-- Opening Marker --

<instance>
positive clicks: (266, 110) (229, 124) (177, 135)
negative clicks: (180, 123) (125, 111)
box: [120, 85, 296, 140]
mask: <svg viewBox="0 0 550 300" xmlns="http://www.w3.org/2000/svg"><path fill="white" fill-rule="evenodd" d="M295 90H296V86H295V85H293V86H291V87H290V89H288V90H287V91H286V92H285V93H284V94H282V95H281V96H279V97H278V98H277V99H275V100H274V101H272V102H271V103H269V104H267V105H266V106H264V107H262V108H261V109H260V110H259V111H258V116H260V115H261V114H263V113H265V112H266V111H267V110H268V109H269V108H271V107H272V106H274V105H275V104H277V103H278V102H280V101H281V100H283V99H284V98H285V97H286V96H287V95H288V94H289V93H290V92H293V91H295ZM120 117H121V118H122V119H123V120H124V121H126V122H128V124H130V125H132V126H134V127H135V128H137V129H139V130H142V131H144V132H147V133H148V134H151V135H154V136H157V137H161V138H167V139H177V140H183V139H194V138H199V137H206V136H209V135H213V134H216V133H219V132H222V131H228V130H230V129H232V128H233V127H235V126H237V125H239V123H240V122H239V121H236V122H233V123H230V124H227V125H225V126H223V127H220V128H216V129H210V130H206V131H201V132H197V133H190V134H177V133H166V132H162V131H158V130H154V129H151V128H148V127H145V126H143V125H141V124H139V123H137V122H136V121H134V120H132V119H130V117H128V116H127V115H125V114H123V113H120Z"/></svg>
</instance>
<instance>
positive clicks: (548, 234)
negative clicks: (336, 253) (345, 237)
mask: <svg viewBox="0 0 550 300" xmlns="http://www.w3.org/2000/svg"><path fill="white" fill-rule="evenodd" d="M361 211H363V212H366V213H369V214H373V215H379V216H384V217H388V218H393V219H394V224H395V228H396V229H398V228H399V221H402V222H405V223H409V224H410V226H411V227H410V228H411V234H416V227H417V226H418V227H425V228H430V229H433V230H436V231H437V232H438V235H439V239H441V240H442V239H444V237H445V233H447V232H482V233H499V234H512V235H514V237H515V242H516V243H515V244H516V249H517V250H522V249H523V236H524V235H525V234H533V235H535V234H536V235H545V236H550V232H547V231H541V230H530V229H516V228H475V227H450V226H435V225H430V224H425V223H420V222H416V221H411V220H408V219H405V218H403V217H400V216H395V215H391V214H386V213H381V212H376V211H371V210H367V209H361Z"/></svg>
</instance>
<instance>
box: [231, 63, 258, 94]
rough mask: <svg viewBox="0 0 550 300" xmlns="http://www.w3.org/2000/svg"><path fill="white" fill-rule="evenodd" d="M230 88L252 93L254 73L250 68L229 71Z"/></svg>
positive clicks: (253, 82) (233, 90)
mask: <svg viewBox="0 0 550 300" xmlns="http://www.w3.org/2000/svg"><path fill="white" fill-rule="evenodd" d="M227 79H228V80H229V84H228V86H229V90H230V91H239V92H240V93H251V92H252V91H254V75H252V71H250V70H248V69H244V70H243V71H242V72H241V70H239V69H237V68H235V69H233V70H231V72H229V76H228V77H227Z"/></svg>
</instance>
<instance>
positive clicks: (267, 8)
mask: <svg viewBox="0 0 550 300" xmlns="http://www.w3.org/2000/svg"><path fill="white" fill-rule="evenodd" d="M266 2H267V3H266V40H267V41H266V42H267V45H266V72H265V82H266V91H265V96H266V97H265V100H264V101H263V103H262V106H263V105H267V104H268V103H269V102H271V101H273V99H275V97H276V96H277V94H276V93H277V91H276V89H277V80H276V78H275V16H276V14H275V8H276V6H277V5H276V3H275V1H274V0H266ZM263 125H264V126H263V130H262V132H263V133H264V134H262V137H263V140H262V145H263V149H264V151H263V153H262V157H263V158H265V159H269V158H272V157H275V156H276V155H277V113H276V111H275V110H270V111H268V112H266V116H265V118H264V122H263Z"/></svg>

-- Closing Marker --

▶ _Exercise prompt_
From the line that contains "negative clicks: (336, 253) (345, 237)" to the last line of the material above, repeat every line exactly, keeping both the first and the last.

▶ _Finished task_
negative clicks: (336, 253) (345, 237)
mask: <svg viewBox="0 0 550 300" xmlns="http://www.w3.org/2000/svg"><path fill="white" fill-rule="evenodd" d="M361 211H363V212H366V213H369V214H373V215H379V216H384V217H388V218H393V219H394V224H395V228H396V229H398V228H399V221H402V222H405V223H409V224H410V226H411V227H410V228H411V234H416V227H417V226H418V227H425V228H430V229H433V230H436V231H437V232H438V235H439V239H441V240H442V239H444V237H445V233H447V232H482V233H499V234H512V235H514V237H515V242H516V243H515V244H516V249H517V250H522V249H523V236H524V235H525V234H533V235H535V234H536V235H545V236H550V232H547V231H541V230H530V229H516V228H475V227H450V226H435V225H430V224H425V223H420V222H416V221H411V220H408V219H405V218H403V217H400V216H395V215H391V214H386V213H381V212H376V211H371V210H367V209H361Z"/></svg>
</instance>
<instance>
box: [231, 63, 258, 94]
rough mask: <svg viewBox="0 0 550 300" xmlns="http://www.w3.org/2000/svg"><path fill="white" fill-rule="evenodd" d="M230 88L252 93L254 73L250 68L229 71Z"/></svg>
positive clicks: (253, 82) (233, 90)
mask: <svg viewBox="0 0 550 300" xmlns="http://www.w3.org/2000/svg"><path fill="white" fill-rule="evenodd" d="M227 79H228V80H229V84H228V86H229V90H230V91H239V92H240V93H251V92H252V91H254V75H252V71H250V70H248V69H244V70H243V71H242V72H241V70H239V69H237V68H235V69H233V70H231V72H229V76H228V77H227Z"/></svg>
</instance>
<instance>
positive clicks: (267, 8)
mask: <svg viewBox="0 0 550 300" xmlns="http://www.w3.org/2000/svg"><path fill="white" fill-rule="evenodd" d="M266 2H267V3H266V40H267V41H266V42H267V45H266V72H265V82H266V91H265V96H266V97H265V100H264V101H263V103H262V106H263V105H267V104H268V103H269V102H271V101H273V99H275V97H276V96H277V94H276V93H277V91H276V89H277V80H276V78H275V16H276V14H275V8H276V6H277V5H276V3H275V1H274V0H266ZM263 125H264V126H263V130H262V132H263V133H264V134H262V137H263V140H262V145H263V149H264V151H263V153H262V157H263V158H265V159H269V158H272V157H275V156H276V155H277V113H276V111H275V110H270V111H268V112H266V116H265V118H264V122H263Z"/></svg>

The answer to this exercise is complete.